=== Brano citato ===
========================================================================

Il vero
obiettivo, un fantoccio a Beirut
Lo
scopo delle operazioni belliche in Libano non è la liberazione dei
soldati prigionieri ma un cambio di regime e l'instaurazione di un governo-marionetta
Accadde lo stesso nel 1982. Allora Haig raccomandò a Sharon di dotarsi
di «una chiara provocazione», accettabile dal resto del mondo.
Oggi è uguale.
Di Uri Avnery. Reds – Luglio 2006.
L'obiettivo autentico è il cambio di regime in Libano e l'instaurazione
di un governo fantoccio. Era l'obiettivo dell'invasione del Libano dell'82,
quella di Sharon. Fallì. Ma Sharon e i suoi discepoli della leadership
politica e militare israeliana non si sono mai del tutto arresi.

========================================================================

=== Elenco da usare ===
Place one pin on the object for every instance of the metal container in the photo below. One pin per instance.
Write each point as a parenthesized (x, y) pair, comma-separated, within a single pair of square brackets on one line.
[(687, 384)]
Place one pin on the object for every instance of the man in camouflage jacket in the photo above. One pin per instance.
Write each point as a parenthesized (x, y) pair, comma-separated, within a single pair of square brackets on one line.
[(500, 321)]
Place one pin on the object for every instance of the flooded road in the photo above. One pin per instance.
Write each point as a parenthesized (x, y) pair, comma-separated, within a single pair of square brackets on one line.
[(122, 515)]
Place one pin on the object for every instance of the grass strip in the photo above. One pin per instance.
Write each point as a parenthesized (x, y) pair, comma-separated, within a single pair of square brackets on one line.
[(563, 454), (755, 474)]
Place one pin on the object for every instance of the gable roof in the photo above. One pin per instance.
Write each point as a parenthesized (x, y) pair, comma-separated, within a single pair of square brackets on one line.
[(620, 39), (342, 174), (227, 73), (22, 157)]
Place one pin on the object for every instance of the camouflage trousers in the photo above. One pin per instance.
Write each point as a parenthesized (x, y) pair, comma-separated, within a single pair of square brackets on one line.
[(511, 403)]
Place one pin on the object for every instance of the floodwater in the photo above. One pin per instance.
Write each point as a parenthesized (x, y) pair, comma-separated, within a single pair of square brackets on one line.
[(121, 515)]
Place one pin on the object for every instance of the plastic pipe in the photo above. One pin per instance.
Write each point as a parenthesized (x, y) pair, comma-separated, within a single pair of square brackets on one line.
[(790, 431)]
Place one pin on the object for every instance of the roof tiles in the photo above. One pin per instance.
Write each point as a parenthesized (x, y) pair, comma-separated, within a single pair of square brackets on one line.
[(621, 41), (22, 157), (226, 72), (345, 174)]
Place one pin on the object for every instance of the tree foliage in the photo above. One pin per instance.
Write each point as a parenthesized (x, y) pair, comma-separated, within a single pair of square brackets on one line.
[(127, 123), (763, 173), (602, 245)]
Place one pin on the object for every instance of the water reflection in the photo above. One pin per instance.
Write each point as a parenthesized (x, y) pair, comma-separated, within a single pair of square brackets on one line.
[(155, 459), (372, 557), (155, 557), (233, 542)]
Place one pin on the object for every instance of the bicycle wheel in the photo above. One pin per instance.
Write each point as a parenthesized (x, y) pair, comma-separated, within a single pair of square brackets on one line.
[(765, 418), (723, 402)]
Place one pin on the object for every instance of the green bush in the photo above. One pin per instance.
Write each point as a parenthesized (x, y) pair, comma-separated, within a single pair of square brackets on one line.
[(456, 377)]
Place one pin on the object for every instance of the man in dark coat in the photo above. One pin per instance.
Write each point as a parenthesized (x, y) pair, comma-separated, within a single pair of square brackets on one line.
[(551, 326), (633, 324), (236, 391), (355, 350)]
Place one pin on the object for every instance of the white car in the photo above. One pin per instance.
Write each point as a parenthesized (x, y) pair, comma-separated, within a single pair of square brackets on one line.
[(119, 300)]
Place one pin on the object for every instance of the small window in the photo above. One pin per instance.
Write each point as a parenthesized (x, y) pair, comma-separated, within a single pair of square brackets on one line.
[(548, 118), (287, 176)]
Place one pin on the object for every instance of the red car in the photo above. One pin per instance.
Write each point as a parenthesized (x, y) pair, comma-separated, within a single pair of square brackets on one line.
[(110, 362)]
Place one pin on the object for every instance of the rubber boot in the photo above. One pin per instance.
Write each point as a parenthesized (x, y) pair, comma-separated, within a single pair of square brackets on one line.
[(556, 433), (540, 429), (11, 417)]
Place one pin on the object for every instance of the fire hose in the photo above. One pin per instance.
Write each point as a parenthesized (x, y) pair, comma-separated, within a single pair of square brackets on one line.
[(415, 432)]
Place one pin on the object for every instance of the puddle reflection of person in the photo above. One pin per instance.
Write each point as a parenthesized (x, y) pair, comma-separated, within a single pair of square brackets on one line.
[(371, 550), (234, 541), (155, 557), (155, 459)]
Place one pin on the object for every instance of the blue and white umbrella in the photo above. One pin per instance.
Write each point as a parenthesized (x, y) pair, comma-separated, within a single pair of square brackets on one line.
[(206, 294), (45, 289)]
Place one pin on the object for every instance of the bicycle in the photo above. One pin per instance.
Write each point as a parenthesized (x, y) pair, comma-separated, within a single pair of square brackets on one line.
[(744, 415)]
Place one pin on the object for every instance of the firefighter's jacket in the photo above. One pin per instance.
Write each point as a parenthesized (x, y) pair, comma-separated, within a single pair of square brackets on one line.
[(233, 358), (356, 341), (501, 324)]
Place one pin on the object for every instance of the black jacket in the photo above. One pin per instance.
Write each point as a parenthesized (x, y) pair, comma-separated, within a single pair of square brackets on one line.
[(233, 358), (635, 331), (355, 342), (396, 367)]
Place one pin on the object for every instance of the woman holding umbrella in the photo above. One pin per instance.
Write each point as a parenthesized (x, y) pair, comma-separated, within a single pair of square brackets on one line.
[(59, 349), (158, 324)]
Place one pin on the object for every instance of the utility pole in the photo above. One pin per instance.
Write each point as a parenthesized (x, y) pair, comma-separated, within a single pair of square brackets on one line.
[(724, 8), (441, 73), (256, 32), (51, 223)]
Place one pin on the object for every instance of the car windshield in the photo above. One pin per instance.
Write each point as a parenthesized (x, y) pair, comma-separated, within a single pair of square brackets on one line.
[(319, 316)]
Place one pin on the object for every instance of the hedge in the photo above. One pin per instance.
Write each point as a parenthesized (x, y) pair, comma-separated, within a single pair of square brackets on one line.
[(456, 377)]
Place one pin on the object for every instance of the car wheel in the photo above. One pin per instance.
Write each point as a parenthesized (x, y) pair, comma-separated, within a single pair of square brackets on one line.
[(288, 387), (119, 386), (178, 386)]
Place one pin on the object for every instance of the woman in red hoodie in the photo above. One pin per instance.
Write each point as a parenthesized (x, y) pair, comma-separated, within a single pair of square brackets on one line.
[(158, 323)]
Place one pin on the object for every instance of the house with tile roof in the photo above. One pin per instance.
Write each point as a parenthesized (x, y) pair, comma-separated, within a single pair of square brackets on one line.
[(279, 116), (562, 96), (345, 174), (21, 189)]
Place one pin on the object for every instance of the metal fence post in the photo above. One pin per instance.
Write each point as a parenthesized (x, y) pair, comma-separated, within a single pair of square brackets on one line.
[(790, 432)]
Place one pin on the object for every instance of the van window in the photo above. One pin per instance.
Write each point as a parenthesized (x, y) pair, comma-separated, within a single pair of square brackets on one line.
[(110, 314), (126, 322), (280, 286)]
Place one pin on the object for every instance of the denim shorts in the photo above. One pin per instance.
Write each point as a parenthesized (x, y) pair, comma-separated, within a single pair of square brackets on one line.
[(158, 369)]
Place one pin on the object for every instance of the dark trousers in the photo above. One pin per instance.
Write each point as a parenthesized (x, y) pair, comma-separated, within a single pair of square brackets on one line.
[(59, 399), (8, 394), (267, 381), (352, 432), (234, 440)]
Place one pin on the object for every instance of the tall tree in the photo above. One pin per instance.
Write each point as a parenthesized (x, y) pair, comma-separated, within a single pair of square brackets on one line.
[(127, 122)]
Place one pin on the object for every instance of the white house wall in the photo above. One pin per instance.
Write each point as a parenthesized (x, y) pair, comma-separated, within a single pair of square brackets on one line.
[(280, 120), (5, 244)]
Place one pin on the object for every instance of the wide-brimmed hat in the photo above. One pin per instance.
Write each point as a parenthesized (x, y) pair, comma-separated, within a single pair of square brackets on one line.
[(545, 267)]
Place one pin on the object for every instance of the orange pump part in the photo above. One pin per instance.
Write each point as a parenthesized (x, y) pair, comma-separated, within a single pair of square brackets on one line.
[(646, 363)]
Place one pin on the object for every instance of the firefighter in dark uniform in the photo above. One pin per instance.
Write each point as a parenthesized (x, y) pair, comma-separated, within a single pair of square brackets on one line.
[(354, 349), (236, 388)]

========================================================================

=== Esercizio proposto 1 ===
Puoi riscrivere come lista numerata le righe dell'elenco, partendo dalla sua prima riga e fermandoti dopo quella che contiene "[(687, 384)]", senza le righe vuote?
=== Esercizio proposto 2 ===
Come prosegue l'articolo sull'obiettivo delle operazioni belliche in Libano? Continualo dopo la sua ultima frase.

=== Risultato atteso 1 ===
1. Place one pin on the object for every instance of the metal container in the photo below. One pin per instance.
2. Write each point as a parenthesized (x, y) pair, comma-separated, within a single pair of square brackets on one line.
3. [(687, 384)]

=== Risultato atteso 2 ===
Come nel 1982, anche l'operazione oggi in corso è stata pianificata
e portata avanti in piena coordinazione con gli Stati uniti. Come allora,
non ci sono dubbi che sia stata coordinata con una parte dell'elite libanese.
Questo è il fatto principale. Il resto non è che rumore e propaganda.
Prima dell'invasione del 1982 il segretario di stato americano Alexander Haig
disse a Sharon che sarebbe stato necessario, prima di partire, poter disporre
di «una chiara provocazione» in grado di essere accettata dal
resto del mondo. La provocazione scattò nel momento più appropriato,
quando la banda di terroristi di Abu Nidal tentò di assassinare l'ambasciatore
israeliano a Londra. Ciò non aveva alcuna connessione con il Libano,
e meno ancora con l'Olp (nemico di Abu Nidal), ma raggiunse ugualmente lo
scopo.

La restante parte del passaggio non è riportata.